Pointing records

— start —

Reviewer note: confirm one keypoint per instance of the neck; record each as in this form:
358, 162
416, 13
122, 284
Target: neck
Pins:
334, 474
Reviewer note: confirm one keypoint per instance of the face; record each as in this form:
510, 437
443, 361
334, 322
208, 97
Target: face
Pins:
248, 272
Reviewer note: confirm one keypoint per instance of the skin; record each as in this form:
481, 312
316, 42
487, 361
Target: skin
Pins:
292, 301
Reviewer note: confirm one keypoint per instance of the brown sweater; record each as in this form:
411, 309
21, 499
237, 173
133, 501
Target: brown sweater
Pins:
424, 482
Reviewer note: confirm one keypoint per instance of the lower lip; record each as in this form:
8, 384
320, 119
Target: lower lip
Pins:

— end —

### Objective
Return all of the entries above word for word, without changing anything.

### Answer to the task
Reviewer note: confirm one keypoint per instance of the neck; record each as in this form:
358, 162
416, 13
122, 284
Target: neck
Pins:
334, 474
Reviewer note: confirm one keypoint per instance of the face; record each as in this form:
510, 437
443, 361
334, 322
208, 97
Target: face
Pins:
248, 272
Reviewer note: confirm one keypoint per instance of the skin; record each as in this form:
481, 312
316, 42
487, 361
Target: skin
Pins:
292, 301
Reviewer note: confirm one keypoint per instance of the brown sweater; record each as in this form:
411, 309
21, 499
237, 173
133, 501
Target: brown sweater
Pins:
424, 482
Reviewer note: confirm one keypoint per instance of the lower lip; record each as in this form:
8, 384
320, 119
Target: lower lip
Pins:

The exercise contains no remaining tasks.